Goal
Write out the listing below again, precisely as it is given.

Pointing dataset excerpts
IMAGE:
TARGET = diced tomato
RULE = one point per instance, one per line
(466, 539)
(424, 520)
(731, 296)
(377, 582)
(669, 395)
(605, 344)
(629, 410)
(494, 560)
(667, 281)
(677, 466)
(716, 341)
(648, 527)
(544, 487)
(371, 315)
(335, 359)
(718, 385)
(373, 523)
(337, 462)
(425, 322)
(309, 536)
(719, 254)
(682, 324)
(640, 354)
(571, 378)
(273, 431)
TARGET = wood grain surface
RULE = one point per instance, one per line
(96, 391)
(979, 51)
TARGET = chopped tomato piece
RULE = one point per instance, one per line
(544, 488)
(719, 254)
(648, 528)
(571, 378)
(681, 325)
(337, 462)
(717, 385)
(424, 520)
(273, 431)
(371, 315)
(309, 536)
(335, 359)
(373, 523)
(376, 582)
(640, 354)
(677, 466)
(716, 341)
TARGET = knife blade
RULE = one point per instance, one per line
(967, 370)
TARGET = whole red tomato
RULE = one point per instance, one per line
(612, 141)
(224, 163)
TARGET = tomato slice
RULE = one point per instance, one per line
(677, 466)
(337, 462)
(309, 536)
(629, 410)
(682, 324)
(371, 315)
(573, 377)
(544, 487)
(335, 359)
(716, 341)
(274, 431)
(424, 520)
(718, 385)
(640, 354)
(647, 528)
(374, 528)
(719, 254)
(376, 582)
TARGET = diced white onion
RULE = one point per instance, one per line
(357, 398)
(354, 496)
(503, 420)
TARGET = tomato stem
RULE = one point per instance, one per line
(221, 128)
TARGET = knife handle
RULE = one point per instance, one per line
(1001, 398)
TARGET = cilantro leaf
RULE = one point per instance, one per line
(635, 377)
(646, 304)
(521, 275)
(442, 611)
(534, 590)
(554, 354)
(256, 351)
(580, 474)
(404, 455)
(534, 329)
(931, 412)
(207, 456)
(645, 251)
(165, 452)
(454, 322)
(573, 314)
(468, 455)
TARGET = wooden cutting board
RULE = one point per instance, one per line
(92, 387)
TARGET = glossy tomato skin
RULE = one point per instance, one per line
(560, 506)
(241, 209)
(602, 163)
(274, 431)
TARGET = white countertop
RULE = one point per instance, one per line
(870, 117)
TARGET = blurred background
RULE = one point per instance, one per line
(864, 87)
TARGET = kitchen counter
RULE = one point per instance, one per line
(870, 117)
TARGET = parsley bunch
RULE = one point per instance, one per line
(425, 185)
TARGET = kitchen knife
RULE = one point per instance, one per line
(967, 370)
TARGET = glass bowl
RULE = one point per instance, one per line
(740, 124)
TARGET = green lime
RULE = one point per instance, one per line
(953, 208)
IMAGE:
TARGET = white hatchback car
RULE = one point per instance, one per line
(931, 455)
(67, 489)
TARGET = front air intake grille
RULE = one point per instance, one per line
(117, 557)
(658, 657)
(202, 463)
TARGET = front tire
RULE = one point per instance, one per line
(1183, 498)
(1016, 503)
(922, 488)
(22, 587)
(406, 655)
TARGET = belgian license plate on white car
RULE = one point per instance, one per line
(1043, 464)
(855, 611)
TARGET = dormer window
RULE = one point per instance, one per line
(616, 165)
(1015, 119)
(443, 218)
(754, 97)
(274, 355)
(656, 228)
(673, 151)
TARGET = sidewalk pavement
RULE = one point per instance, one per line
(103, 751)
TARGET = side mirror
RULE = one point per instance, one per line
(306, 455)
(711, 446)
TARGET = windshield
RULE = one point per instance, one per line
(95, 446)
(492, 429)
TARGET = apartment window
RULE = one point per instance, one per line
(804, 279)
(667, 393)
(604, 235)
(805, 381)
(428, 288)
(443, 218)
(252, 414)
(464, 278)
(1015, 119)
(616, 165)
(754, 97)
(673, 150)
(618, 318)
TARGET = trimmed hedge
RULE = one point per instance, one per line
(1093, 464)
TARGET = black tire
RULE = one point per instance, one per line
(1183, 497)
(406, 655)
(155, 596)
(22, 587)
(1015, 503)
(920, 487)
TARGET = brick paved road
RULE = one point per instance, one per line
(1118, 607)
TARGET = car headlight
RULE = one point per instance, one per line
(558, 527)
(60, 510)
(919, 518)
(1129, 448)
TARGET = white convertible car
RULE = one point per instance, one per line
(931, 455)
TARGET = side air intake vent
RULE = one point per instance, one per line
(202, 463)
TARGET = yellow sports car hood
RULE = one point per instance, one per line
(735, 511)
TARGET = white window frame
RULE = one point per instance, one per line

Output below
IMAGE:
TARGET = diced tomato
RULE = one point per instance, one per line
(466, 539)
(424, 520)
(731, 296)
(377, 582)
(669, 395)
(605, 344)
(629, 410)
(494, 560)
(667, 281)
(677, 466)
(716, 341)
(648, 527)
(544, 487)
(371, 315)
(335, 359)
(718, 385)
(373, 523)
(337, 462)
(425, 322)
(309, 536)
(719, 254)
(682, 324)
(640, 354)
(571, 378)
(273, 431)
TARGET = wood grain surface
RULE = one point per instance, one per line
(96, 391)
(979, 51)
TARGET = chopped tomato piece
RULE = one point per instance, one per line
(544, 488)
(719, 254)
(648, 528)
(571, 378)
(681, 325)
(337, 462)
(717, 385)
(424, 520)
(273, 431)
(371, 315)
(309, 536)
(335, 359)
(373, 523)
(376, 582)
(640, 354)
(677, 466)
(716, 341)
TARGET = knife blade
RULE = one point per instance, one per line
(967, 370)
TARGET = whole red tomato
RULE = one point per instance, one per line
(612, 141)
(224, 163)
TARGET = tomato slice
RULE = one point per instance, one per line
(677, 466)
(337, 462)
(309, 536)
(629, 410)
(682, 324)
(371, 315)
(573, 377)
(544, 487)
(335, 359)
(716, 341)
(274, 431)
(424, 520)
(718, 385)
(640, 354)
(647, 528)
(374, 528)
(719, 254)
(376, 582)
TARGET = diced white onion
RULE = one point per instance, one per line
(357, 398)
(354, 496)
(503, 420)
TARGET = tomato stem
RULE = one point per instance, one per line
(221, 128)
TARGET = knife handle
RULE = one point per instance, one per line
(1001, 398)
TARGET = cilantro leaf
RULE = one point per instance, one per line
(635, 377)
(646, 304)
(521, 275)
(442, 611)
(534, 590)
(554, 354)
(256, 351)
(580, 474)
(404, 455)
(534, 329)
(931, 412)
(207, 456)
(645, 251)
(165, 452)
(454, 322)
(573, 314)
(468, 455)
TARGET = wooden cutting board
RULE = one point per instance, one per line
(92, 387)
TARGET = glossy tomato skin
RULE = one point per instance, one per line
(560, 506)
(241, 209)
(602, 163)
(274, 431)
TARGET = white countertop
RULE = one point per instance, one per line
(870, 117)
TARGET = blurred background
RULE = one point per instance, one per line
(864, 87)
TARGET = kitchen counter
RULE = one point per instance, one per line
(870, 117)
TARGET = parsley bunch
RULE = one point per instance, one per line
(425, 185)
TARGET = kitchen knife
RULE = one point per instance, one per line
(967, 370)
TARGET = glass bowl
RULE = one point per instance, one per line
(740, 124)
TARGET = green lime
RULE = one point per instance, one per line
(953, 208)
IMAGE:
TARGET = white hatchback car
RULE = one point per instance, one per line
(931, 455)
(67, 489)
TARGET = front air intake grille
RULE = one point per instance, one per line
(117, 557)
(658, 657)
(202, 463)
TARGET = front tire
RULE = one point per instance, one per line
(1183, 498)
(1016, 503)
(922, 488)
(22, 587)
(406, 655)
TARGET = belgian license plate on white car
RULE = one point per instance, one per line
(1043, 464)
(855, 611)
TARGET = dormer window
RULE = one point per instance, one per line
(616, 165)
(1015, 119)
(443, 218)
(754, 97)
(274, 355)
(656, 228)
(673, 151)
TARGET = sidewalk pavement
RULE = one point per instance, one per line
(103, 751)
TARGET = side mirror
RULE = one point per instance, one per line
(306, 455)
(711, 446)
TARGET = windshield
RULE = one point per instance, one per line
(95, 446)
(492, 429)
TARGET = apartment window
RULE = one point per instance, one per line
(804, 279)
(667, 393)
(604, 235)
(805, 381)
(428, 288)
(443, 218)
(252, 414)
(464, 278)
(1015, 119)
(616, 165)
(754, 97)
(673, 150)
(618, 318)
TARGET = trimmed hedge
RULE = one point per instance, one per line
(1093, 464)
TARGET = black tire
RULE = one point per instance, one per line
(1183, 497)
(406, 655)
(155, 596)
(22, 587)
(1015, 503)
(920, 487)
TARGET = brick paved road
RULE = one point per instance, one per line
(1118, 607)
TARGET = car headlight
RULE = one point per instance, one per line
(558, 527)
(60, 510)
(919, 518)
(1129, 448)
TARGET = white convertible car
RULE = one point per instance, one per line
(931, 455)
TARGET = side air intake vent
RULE = one point per instance, one per line
(202, 463)
TARGET = yellow sports car hood
RULE = one point per instance, one per line
(735, 511)
TARGET = white window frame
RULE = one point per instance, one per line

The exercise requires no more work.